| Extracted entries |

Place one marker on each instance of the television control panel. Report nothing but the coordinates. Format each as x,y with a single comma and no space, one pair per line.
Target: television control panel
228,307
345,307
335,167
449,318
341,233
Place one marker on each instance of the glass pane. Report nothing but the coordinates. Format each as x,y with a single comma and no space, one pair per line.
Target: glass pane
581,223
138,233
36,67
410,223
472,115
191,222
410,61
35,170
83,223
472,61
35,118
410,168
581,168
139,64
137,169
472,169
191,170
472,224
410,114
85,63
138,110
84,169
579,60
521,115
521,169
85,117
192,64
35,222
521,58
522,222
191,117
...
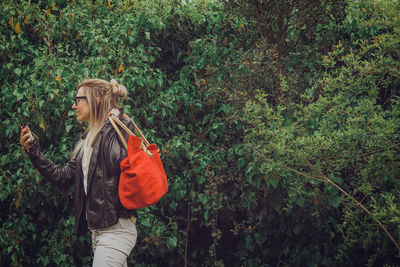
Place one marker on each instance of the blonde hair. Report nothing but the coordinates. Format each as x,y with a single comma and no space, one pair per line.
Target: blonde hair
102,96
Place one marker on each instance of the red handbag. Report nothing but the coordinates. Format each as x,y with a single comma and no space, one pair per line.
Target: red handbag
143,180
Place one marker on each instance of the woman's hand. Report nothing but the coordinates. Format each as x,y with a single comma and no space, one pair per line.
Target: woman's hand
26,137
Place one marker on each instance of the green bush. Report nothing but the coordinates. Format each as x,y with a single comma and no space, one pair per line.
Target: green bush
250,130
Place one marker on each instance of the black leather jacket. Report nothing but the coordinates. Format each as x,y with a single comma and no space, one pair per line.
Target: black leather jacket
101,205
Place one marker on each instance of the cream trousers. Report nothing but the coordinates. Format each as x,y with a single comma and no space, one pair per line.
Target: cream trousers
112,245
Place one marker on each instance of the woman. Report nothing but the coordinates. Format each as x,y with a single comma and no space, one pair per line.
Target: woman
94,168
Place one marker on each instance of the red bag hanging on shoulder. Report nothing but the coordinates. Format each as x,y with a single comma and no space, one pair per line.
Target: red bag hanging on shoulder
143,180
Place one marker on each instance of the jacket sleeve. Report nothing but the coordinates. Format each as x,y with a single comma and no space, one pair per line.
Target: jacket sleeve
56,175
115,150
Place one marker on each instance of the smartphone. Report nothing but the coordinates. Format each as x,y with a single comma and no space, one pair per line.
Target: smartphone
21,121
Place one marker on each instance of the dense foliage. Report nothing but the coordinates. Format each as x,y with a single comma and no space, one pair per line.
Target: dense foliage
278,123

| Exercise directions |
Find every line in the rows above that contains the string "woman", and copy each of those lines.

| Task answer |
Place one marker on each instance of the woman's hand. Report nothing but the coordinates. Format each as x,y with a single comma and no space, one pair per line.
Target: woman's hand
Place one marker on each instance of the woman. Report nothing but the coordinates. Format each as x,y with a single comma and no space, one pair per line.
Target: woman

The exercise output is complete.